Fragmento de lectura:
Historia argentina es un libro de cuentos, una máquina de formateo, un nodo de encuentro, un artefacto de acción, un texto fundacional, un temblor, teoría literaria, un estudio cultural y una pieza de colección. Historia argentina es también un momento en la historia. Una historia que tuvo un inicio concreto: un instante de transformación en el cual la gran “Historia” en mayúscula singular se abrió en las posibilidades de la pluralidad minúscula de las “historias”. Esa transmutación, entendida como el paso del umbral de la realidad a la ficción, ocurrió a inicios de la década del noventa del siglo XX, cuando la literatura latinoamericana (y en específico la argentina) se encontraba en una encrucijada que generaba tensiones entre la construcción de la identidad nacional, la invención futura de lo literario y la desintegración de las fronteras genéricas. Fue en ese instante en que apareció Historia argentina (1991) de Rodrigo Fresán, libro de cuentos que se instaló en el devenir histórico literario como una máquina que reformateaba el sistema de representar la memoria y la escritura, y que abría las puertas para lo que sería el foco de la creación en el continente en el posterior periodo de entremilenios.
Pensar en retrospectiva la centralidad que tuvo Historia argentina para la literatura latinoamericana demuestra cómo fue un nodo de encuentro y apertura: encuentro de las largas preguntas e incógnitas que se fueron hilvanando durante el llamado postboom y apertura de posibilidades narrativas que eclosionaron y marcaron una tendencia de escritura hasta el día de hoy. También podríamos pensar este libro como un artefacto que, más que contar historias, acciona un ciclo de interacción entre historia y literatura donde confluyen las largas tradiciones ficcionales; en un diálogo productivo y múltiple, tanto historia como literatura se reformulan mutuamente y se adaptan a nuevas formas de pensar qué y cómo narrar.

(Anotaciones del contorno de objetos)
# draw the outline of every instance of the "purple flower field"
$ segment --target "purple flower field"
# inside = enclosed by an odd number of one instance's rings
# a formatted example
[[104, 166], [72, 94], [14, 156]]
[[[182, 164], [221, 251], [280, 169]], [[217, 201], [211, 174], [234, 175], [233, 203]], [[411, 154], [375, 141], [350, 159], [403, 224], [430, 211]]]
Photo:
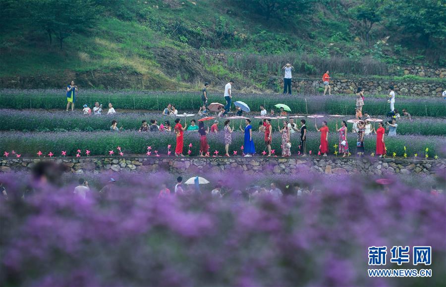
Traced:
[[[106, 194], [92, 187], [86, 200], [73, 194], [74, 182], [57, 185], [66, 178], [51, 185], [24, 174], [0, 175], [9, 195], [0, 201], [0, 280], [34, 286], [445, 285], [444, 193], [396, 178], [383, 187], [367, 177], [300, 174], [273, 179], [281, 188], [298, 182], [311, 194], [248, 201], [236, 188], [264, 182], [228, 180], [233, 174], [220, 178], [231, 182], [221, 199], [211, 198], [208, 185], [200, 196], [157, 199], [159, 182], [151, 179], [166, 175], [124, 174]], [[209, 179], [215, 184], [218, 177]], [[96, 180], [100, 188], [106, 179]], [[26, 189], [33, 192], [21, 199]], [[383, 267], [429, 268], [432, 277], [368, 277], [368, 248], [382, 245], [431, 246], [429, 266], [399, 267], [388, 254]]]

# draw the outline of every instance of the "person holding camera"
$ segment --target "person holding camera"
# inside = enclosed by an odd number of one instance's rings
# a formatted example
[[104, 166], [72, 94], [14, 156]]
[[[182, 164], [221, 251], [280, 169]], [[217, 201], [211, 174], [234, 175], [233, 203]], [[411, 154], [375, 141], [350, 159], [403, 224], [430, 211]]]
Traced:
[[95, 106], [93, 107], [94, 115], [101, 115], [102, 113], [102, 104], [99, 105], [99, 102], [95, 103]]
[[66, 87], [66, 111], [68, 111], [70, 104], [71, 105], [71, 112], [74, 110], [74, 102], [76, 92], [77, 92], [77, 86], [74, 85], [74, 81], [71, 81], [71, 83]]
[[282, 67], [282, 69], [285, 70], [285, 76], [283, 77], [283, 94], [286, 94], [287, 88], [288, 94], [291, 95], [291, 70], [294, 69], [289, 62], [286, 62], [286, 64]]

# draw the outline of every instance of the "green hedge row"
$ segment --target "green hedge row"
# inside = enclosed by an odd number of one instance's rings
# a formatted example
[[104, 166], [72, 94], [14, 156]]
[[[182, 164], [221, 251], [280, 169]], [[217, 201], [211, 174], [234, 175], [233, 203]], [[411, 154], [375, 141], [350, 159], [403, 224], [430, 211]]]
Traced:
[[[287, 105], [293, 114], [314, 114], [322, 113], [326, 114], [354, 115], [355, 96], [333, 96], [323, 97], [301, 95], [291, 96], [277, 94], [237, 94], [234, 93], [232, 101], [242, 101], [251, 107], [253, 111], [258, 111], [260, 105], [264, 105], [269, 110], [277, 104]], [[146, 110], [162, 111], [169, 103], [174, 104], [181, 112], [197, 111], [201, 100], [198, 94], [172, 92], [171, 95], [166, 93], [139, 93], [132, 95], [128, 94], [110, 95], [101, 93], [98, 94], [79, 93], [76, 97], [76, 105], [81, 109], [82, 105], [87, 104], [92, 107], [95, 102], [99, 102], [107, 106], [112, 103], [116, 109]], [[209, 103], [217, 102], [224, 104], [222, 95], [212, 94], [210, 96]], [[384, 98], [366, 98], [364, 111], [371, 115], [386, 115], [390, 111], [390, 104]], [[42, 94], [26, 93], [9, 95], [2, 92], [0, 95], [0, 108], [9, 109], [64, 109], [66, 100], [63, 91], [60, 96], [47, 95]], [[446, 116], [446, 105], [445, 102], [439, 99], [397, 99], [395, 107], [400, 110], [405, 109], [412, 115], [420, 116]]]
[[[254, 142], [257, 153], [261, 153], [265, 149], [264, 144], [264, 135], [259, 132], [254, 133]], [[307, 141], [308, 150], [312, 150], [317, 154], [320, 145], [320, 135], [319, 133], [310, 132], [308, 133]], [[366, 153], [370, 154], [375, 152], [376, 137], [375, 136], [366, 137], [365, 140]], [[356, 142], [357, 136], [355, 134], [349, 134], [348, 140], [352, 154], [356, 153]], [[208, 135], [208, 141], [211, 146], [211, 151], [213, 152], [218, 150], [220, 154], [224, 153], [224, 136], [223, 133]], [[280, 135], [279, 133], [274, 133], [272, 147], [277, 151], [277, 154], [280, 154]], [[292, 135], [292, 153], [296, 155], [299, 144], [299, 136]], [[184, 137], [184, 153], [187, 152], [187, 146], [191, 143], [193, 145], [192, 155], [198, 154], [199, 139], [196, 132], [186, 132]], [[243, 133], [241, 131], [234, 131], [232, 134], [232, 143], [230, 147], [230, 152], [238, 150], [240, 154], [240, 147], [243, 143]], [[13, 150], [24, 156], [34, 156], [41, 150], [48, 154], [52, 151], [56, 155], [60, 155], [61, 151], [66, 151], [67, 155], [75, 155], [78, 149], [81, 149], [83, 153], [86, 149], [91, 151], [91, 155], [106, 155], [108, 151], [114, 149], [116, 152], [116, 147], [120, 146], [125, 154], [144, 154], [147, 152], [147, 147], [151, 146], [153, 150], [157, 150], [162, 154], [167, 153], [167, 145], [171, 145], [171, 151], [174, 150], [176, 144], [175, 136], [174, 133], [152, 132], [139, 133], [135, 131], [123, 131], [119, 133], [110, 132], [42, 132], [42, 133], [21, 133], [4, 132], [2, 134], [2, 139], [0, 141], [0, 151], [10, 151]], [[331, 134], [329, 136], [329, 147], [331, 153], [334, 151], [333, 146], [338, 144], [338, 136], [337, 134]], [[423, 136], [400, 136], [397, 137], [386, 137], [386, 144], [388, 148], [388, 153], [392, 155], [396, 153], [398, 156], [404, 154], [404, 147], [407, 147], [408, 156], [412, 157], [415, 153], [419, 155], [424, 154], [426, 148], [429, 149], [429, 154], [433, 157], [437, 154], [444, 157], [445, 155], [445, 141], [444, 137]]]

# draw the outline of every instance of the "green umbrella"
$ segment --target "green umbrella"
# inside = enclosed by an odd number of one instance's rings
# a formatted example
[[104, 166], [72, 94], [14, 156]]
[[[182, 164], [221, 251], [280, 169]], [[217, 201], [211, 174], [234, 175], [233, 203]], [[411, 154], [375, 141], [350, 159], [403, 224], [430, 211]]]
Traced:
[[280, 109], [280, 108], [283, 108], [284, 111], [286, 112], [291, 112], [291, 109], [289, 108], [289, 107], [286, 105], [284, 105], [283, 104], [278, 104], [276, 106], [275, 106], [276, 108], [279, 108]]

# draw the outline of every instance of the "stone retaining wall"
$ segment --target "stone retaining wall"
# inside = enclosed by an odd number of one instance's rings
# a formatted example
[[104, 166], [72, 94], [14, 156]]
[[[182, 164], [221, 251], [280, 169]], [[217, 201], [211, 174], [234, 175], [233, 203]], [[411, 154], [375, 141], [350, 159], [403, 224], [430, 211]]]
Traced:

---

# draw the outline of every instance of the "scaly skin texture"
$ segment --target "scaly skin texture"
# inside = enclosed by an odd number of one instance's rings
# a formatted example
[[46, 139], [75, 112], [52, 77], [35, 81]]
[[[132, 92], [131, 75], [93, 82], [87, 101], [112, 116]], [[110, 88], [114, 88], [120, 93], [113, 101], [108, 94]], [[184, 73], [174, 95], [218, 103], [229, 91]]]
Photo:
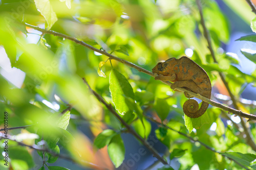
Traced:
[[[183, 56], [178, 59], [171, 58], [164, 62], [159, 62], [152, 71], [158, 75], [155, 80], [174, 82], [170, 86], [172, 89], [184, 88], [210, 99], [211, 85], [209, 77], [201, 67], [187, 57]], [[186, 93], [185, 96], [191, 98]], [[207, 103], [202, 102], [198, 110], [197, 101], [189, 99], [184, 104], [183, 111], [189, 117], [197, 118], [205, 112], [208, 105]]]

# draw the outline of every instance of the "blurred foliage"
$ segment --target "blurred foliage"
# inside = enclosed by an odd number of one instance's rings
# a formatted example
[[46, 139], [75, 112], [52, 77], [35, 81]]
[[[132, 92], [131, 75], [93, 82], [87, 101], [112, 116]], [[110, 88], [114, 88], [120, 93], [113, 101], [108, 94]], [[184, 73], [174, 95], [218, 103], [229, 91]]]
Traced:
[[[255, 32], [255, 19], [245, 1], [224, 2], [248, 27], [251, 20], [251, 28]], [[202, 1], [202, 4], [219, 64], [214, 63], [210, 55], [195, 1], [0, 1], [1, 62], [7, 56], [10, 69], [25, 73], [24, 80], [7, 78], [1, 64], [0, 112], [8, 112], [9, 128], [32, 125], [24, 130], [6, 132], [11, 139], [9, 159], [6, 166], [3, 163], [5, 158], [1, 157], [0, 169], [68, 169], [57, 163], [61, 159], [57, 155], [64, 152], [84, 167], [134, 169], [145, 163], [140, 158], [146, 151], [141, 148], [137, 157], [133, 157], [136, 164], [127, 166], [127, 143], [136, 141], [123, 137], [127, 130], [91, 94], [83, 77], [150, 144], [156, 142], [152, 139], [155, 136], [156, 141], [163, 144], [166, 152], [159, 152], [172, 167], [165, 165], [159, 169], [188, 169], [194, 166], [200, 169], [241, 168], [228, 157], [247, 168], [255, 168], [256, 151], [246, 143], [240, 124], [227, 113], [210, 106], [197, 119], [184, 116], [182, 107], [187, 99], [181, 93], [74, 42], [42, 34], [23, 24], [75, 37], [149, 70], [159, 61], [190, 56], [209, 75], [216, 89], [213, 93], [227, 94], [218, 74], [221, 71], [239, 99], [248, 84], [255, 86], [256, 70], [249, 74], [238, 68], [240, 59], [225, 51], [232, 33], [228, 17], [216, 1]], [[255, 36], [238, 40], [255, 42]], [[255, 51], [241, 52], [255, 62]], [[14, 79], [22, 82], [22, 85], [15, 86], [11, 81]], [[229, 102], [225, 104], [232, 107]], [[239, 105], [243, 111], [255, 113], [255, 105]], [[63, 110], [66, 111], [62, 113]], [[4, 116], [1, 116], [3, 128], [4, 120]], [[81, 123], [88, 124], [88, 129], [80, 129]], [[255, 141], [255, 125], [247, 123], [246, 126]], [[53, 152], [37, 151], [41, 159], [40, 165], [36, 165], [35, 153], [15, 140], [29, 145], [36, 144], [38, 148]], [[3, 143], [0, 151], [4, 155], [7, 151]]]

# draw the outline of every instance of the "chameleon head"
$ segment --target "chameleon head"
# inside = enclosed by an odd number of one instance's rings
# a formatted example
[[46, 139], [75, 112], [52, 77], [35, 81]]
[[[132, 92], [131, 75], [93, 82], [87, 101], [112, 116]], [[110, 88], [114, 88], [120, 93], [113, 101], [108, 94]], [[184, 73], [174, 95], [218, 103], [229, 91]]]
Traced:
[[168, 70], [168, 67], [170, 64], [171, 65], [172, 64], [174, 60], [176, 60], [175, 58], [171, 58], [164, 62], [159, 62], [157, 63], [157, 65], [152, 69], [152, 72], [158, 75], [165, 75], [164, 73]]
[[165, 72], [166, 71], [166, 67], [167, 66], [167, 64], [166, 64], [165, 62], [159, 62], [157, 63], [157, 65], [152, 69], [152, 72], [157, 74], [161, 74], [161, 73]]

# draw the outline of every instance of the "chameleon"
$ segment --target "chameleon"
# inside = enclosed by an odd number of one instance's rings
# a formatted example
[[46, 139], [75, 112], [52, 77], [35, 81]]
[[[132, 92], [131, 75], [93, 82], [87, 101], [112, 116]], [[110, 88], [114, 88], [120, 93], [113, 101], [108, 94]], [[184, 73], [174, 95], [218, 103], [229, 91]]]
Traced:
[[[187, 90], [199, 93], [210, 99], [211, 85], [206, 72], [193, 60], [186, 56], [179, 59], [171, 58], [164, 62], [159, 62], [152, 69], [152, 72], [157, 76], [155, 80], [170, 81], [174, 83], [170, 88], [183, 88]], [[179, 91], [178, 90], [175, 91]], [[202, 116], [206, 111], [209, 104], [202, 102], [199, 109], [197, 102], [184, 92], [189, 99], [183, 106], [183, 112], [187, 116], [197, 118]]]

==

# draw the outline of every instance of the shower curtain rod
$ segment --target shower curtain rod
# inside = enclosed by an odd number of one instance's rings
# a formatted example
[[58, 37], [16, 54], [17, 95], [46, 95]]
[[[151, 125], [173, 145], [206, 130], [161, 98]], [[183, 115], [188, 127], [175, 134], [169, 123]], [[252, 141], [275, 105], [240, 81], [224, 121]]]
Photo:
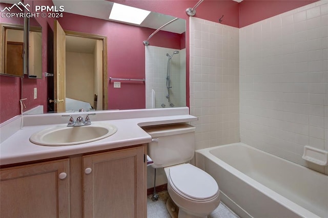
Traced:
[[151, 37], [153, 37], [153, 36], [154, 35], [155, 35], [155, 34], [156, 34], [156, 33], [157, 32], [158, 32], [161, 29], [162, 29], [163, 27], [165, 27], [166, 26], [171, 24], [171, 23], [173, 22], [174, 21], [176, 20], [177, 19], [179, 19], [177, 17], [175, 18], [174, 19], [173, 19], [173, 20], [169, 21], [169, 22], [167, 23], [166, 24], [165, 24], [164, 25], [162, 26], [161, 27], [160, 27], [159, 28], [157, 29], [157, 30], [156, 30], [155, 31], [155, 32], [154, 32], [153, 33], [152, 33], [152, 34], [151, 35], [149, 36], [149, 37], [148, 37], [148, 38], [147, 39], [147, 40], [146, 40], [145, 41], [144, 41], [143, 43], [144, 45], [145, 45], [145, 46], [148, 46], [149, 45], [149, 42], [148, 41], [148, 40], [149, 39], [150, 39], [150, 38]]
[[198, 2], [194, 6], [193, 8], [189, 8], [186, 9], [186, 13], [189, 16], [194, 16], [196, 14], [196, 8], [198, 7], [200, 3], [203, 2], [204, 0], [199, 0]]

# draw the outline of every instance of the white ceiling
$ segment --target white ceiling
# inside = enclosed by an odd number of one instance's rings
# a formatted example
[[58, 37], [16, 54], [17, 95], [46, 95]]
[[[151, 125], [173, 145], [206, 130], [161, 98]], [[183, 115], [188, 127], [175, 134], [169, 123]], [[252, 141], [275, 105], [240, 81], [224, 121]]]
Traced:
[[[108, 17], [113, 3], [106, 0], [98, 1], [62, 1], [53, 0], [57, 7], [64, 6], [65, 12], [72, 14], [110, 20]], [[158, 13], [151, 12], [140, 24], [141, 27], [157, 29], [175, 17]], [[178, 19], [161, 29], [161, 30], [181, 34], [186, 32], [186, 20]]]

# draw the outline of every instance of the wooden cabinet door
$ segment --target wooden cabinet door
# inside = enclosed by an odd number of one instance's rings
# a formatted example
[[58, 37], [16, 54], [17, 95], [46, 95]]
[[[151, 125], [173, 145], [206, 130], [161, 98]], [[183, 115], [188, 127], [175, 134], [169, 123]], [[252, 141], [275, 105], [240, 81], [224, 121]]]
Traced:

Consigna escrita: Indica si cada afirmación concuerda con el fragmento sobre Historia argentina y cita las palabras exactas que lo deciden. (a) El libro de Rodrigo Fresán apareció en 1991. (b) La transmutación de la "Historia" en "historias" ocurrió a fines de la década del ochenta. (c) Historia argentina es una novela.

Resolución:
(a) Sí: "apareció Historia argentina (1991) de Rodrigo Fresán".
(b) No: "ocurrió a inicios de la década del noventa del siglo XX".
(c) No: "Historia argentina es un libro de cuentos".